→ **Complete the following**:
A. In the post on gas flow and motor rotation, what value of the specific gas constant R does it give for helium?
B. Set down word for word everything in the post from "As you can see, for" down to "dm/dt ) / ( p * V0 )".

→ **Text**:
Not really. :)
Let's carry on from the second equation:
dm/dt = f * rho * V0
where:
dm/dt = mass flow of the gas
V0 = motor displacement
f = frequency of rotation
rho = gas density (0.176 kg/m3 helium; 1.225 kg/m3 air)
If you want to see the pressure in this relationship, the easiest way is to consider the ideal gas equation:
P = rho * R * T
where:
R is the Specific (or Individual) Gas Constant, in J/(kg K)
T is the temperature (K)
p is the pressure (Pa)
You can find values of R for some common gasses here:
http://www.engineeringtoolbox.com/individual-universal-gas-constant-d_588.html .
As you can see, for air R = 287 J/(kg K), whilst for helium it is R = 2077 J/(kg K), seven times higher.
Now, by substituting "rho" from the latter equation, you have:
dm/dt = ( f * p * V0 ) / ( R * T )
or
f = ( R * T * dm/dt ) / ( p * V0 )
If you suppose that P, T and V0 are constant, you obtain that frequency of rotation is proportional to the mass flow dm/dt and to the R:
f = const. * R * dm/dt
And since R value is, as seen before, several times higher for helium than for air, you again obtain higher rotation frequency for helium - and it would be higher even if helium mass flow was up to 6-7 times smaller then the mass flow of air.
Cheers!

→ **Data section**:
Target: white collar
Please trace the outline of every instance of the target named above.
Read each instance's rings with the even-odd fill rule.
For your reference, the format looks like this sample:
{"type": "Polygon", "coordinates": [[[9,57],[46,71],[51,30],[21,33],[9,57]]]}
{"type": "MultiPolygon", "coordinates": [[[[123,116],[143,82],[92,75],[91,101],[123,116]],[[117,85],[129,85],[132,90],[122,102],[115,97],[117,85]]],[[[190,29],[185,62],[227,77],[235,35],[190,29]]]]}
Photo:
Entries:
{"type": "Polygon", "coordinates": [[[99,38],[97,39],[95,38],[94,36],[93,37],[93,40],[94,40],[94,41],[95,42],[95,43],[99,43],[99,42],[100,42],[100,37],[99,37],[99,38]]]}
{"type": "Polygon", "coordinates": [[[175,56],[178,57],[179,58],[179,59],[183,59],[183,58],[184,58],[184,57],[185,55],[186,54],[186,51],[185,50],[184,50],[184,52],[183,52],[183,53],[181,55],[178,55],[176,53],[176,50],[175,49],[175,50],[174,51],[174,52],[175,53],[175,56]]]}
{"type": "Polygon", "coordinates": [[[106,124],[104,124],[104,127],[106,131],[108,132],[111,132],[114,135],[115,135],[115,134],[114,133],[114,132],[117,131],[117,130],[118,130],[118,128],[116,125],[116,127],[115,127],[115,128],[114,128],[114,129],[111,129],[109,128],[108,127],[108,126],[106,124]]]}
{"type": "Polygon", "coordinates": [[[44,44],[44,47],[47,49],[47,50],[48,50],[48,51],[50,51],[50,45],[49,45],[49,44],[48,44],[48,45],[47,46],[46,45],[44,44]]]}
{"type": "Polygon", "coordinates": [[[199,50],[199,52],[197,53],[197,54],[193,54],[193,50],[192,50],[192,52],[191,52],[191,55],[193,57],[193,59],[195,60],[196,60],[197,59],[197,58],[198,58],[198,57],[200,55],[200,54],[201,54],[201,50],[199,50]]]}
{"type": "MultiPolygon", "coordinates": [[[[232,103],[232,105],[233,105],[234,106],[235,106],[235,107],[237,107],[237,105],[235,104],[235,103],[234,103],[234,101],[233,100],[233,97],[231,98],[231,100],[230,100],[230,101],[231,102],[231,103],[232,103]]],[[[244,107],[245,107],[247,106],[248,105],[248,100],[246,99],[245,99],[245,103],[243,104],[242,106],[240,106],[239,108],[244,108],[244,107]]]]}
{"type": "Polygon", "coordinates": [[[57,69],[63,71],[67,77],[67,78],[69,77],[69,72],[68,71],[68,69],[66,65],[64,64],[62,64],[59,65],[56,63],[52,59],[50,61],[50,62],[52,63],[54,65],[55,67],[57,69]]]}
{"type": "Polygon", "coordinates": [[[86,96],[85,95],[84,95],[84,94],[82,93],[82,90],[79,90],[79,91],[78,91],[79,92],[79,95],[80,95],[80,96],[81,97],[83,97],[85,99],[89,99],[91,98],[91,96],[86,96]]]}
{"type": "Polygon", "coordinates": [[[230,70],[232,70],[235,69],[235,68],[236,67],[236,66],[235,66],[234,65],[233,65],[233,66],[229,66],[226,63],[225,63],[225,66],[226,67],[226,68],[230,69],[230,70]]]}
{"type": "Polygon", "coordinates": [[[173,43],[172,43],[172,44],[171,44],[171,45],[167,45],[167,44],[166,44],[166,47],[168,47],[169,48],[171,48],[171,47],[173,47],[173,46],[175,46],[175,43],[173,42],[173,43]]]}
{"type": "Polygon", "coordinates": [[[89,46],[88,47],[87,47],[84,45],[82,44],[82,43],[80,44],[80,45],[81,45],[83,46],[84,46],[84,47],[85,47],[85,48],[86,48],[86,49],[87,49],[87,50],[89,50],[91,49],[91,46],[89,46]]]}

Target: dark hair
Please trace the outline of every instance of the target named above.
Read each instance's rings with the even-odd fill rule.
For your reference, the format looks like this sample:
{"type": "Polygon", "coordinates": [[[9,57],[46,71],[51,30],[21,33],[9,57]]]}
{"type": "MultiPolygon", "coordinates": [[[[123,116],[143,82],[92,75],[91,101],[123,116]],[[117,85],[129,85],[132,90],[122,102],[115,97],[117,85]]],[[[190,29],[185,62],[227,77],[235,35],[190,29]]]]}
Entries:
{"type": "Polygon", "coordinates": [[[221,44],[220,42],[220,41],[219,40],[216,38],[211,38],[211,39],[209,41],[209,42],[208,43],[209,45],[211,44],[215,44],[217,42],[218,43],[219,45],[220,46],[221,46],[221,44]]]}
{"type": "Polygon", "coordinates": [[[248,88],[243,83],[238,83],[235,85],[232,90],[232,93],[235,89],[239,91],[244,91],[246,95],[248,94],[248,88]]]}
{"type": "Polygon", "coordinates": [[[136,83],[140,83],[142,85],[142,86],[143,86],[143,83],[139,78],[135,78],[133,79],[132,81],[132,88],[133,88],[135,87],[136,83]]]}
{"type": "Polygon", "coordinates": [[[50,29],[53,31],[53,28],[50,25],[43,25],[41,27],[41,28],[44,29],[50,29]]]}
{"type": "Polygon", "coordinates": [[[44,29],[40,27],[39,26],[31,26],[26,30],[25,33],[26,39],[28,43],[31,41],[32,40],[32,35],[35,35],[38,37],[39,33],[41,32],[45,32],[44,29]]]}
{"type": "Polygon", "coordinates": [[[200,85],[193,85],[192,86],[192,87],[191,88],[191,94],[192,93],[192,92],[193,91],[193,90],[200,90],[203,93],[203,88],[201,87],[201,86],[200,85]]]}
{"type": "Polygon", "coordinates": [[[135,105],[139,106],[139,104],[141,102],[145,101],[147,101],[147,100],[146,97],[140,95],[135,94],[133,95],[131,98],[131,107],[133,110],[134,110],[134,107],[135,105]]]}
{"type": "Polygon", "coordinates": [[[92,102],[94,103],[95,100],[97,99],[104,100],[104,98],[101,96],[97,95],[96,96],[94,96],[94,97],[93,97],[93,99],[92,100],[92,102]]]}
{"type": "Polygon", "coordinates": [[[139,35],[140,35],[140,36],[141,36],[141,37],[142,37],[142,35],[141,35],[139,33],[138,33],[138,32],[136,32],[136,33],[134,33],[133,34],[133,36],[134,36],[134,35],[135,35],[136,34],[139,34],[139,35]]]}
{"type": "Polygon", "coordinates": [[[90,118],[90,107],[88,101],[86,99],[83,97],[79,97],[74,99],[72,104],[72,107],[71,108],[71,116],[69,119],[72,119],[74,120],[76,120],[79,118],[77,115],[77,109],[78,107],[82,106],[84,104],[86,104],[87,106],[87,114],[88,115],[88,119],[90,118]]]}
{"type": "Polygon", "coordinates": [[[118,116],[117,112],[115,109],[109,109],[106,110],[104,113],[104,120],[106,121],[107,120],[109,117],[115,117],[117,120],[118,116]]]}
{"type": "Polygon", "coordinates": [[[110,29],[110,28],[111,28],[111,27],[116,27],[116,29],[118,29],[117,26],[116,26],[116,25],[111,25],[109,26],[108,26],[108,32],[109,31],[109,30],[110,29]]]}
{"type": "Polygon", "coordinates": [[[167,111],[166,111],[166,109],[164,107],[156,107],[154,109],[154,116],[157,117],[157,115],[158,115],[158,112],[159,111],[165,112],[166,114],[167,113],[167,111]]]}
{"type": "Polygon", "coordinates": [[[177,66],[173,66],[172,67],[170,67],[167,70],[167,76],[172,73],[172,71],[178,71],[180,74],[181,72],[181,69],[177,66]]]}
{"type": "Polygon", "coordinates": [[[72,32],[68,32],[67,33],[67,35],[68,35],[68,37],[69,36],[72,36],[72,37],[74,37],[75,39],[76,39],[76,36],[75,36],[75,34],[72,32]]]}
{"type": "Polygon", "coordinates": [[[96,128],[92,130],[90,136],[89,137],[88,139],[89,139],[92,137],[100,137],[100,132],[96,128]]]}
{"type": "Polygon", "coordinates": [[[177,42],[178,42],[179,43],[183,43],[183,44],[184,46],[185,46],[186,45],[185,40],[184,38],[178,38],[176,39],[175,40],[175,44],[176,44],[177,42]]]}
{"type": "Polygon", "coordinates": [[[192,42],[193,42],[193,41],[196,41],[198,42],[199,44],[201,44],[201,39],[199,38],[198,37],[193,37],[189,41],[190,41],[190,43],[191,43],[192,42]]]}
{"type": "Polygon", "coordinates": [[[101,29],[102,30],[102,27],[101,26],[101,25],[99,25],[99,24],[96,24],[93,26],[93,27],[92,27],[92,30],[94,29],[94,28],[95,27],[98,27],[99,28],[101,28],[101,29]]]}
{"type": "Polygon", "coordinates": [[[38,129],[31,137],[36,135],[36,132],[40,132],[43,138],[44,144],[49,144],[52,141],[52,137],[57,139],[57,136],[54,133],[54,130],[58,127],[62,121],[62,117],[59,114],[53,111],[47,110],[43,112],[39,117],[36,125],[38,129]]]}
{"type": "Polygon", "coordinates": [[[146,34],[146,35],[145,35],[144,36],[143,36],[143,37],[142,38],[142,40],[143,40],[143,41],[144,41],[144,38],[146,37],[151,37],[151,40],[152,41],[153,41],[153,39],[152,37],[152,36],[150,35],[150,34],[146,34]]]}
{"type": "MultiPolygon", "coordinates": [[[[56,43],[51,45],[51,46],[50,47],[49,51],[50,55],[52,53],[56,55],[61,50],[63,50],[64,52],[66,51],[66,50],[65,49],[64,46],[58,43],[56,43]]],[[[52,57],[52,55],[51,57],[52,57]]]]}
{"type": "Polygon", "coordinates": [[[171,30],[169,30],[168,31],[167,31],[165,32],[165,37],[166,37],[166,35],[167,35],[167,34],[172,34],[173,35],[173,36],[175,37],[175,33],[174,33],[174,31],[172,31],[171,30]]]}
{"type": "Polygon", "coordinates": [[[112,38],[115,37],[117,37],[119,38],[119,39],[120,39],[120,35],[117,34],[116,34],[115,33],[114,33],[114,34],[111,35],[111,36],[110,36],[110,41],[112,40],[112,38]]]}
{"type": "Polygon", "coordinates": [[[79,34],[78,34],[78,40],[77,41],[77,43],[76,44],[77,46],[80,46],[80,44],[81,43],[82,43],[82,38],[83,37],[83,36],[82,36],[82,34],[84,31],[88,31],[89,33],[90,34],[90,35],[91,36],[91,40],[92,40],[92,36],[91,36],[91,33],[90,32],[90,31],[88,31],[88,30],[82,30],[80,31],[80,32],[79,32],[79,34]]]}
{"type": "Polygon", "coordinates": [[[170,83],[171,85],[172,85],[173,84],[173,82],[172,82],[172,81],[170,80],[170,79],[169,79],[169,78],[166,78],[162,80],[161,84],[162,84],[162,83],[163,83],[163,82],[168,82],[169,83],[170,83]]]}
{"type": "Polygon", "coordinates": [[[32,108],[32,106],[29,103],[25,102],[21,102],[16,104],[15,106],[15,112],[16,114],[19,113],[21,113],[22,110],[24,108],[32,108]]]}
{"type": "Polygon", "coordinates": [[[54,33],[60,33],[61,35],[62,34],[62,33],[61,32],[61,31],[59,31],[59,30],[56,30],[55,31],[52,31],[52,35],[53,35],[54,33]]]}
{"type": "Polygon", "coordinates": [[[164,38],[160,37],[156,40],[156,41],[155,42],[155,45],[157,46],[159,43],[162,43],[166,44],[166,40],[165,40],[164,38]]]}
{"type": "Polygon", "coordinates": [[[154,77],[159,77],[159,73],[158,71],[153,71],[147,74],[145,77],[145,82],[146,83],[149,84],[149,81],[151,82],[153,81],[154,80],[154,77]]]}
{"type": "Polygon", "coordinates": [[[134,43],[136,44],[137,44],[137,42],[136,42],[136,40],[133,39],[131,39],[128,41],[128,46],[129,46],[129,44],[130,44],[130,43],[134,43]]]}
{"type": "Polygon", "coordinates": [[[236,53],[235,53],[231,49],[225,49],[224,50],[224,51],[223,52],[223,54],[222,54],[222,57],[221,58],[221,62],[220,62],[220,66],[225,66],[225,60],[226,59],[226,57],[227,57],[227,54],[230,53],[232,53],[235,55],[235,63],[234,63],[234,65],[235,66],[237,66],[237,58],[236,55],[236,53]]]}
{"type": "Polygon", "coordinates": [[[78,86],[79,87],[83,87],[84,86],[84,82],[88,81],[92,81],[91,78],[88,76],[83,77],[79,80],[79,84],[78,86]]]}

→ **The replies**:
A. 2077 J/(kg K).

B.
As you can see, for air R = 287 J/(kg K), whilst for helium it is R = 2077 J/(kg K), seven times higher.
Now, by substituting "rho" from the latter equation, you have:
dm/dt = ( f * p * V0 ) / ( R * T )
or
f = ( R * T * dm/dt ) / ( p * V0 )